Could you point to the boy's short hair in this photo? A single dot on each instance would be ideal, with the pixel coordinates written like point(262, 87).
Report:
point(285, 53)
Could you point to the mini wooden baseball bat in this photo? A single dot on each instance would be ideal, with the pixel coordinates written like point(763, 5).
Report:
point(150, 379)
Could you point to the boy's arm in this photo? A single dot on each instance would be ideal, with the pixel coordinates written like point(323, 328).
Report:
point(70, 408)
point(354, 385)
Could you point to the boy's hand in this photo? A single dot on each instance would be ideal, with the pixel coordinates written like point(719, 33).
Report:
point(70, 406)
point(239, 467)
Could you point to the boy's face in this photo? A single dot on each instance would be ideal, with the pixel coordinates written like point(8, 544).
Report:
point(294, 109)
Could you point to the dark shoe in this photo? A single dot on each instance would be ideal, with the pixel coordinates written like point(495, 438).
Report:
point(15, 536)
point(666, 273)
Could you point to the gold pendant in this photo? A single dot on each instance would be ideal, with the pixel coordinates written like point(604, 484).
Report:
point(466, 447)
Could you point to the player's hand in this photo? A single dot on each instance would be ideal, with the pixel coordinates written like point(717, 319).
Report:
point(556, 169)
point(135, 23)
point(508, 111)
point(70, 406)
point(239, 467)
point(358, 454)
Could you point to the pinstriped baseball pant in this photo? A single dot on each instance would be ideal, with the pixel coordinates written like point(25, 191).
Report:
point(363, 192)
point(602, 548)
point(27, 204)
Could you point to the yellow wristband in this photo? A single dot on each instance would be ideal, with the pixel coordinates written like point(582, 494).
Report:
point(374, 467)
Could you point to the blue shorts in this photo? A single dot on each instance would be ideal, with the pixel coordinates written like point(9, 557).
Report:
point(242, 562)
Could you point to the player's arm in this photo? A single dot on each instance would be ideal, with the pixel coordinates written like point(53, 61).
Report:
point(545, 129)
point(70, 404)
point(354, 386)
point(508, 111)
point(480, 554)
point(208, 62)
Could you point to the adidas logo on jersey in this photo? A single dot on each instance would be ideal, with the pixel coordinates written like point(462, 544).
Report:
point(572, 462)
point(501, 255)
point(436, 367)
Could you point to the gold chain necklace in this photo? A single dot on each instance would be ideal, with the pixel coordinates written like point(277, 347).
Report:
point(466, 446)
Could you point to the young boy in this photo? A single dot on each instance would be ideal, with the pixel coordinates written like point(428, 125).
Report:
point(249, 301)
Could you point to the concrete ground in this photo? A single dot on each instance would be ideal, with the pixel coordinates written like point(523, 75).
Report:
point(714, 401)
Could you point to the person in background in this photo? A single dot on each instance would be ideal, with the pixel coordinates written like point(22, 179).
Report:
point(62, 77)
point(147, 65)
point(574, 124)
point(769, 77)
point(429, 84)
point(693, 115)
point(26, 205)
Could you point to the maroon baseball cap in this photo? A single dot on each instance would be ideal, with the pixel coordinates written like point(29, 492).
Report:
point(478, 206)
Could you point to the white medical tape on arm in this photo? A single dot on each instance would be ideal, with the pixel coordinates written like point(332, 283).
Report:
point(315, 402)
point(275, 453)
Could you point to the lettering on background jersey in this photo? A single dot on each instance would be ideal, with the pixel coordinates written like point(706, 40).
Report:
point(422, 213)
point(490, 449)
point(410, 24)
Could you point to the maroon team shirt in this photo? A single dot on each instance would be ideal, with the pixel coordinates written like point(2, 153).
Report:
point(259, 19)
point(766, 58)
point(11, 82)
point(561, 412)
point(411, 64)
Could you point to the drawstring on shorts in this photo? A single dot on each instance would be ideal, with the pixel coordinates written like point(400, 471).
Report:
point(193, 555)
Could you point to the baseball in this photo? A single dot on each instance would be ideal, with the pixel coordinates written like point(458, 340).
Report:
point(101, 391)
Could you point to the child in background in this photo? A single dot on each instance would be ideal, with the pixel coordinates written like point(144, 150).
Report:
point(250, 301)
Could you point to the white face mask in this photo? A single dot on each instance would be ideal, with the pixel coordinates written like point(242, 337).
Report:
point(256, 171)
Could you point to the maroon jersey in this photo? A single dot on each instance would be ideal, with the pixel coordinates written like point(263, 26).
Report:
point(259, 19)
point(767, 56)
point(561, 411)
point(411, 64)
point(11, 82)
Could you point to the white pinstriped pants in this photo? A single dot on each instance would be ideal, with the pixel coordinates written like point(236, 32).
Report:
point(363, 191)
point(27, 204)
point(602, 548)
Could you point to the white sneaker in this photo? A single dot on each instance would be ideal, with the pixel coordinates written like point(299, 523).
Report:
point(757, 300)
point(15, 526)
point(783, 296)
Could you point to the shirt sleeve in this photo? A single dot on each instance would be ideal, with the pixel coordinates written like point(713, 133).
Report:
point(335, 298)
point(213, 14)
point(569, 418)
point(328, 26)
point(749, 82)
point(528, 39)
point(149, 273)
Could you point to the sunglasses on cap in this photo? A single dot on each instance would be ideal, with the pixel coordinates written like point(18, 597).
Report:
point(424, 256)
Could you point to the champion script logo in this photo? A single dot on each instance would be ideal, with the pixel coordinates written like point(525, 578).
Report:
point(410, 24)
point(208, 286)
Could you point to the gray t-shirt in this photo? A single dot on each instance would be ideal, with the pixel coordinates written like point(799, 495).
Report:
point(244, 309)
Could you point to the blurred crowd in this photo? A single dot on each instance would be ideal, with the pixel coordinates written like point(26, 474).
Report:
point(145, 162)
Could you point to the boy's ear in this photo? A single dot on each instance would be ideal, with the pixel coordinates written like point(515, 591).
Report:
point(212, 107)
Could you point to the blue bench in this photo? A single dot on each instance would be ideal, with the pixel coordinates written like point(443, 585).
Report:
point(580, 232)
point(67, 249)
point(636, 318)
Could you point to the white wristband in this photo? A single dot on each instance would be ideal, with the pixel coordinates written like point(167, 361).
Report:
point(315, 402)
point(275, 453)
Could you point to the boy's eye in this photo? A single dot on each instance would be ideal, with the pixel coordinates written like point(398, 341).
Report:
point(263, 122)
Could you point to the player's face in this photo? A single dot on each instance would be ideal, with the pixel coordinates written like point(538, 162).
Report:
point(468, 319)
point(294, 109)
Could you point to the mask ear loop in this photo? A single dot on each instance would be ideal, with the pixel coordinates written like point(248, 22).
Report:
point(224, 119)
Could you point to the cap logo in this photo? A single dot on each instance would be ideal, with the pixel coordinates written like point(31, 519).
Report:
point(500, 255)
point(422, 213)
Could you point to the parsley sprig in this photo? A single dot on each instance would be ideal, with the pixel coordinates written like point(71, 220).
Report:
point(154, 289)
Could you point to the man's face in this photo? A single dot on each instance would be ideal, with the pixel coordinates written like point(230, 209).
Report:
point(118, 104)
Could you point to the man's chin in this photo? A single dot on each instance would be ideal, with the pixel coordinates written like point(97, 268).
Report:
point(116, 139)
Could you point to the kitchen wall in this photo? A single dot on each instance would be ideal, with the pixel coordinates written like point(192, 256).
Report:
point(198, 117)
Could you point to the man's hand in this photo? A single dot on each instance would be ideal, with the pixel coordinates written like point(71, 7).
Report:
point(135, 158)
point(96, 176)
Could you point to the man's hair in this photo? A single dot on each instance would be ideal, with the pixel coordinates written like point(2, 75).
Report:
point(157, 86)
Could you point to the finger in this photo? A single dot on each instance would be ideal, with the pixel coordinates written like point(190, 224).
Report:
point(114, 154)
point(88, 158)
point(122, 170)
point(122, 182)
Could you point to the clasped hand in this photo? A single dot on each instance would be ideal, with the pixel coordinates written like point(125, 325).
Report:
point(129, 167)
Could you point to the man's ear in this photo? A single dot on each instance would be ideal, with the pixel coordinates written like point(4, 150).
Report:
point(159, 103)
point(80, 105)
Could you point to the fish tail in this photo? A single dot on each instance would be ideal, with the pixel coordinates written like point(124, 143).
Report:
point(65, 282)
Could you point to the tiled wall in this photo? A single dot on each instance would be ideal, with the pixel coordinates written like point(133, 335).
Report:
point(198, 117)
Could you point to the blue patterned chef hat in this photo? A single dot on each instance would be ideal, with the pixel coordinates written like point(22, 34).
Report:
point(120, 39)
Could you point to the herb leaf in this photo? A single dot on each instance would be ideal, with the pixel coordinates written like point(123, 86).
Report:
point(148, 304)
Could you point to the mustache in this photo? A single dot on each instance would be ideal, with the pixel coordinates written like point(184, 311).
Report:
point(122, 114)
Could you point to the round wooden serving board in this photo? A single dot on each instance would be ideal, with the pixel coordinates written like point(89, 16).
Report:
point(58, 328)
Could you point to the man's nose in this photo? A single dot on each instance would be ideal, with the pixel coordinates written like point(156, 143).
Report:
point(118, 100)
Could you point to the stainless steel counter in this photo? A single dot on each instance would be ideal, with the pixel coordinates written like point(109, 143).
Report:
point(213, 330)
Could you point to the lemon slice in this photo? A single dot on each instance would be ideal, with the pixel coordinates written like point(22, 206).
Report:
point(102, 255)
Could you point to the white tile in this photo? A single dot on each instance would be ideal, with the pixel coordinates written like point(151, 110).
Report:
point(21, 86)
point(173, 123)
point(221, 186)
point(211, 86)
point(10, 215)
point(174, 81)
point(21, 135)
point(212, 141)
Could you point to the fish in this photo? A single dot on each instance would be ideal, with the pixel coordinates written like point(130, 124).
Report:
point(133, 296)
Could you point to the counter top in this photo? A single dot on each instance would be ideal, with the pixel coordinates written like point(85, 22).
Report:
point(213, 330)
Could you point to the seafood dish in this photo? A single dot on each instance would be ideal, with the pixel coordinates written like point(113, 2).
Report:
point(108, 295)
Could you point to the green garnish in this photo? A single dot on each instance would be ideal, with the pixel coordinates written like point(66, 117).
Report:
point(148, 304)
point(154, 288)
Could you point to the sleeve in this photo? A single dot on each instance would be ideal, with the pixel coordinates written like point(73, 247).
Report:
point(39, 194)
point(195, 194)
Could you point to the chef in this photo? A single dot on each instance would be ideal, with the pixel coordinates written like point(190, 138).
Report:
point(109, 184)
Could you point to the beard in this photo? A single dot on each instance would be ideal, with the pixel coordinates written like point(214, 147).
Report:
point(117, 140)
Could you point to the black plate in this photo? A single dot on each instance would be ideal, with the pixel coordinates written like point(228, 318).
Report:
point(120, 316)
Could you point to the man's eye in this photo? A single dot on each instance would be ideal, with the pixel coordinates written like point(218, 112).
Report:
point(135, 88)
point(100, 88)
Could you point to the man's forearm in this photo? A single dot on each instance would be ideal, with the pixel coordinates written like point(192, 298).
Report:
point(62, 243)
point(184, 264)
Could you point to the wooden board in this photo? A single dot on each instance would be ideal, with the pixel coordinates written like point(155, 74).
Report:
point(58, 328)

*-*-*

**REQUEST**
Could you repeat everything from "Could you point to the man's eye" down to "point(100, 88)" with "eye" changed to "eyebrow" and nothing else altered?

**CORRECT ANSWER**
Could you point to the man's eyebrow in this photo? A single dot on each instance would be ideal, with the pixel coordinates written like point(218, 112).
Report:
point(135, 88)
point(100, 88)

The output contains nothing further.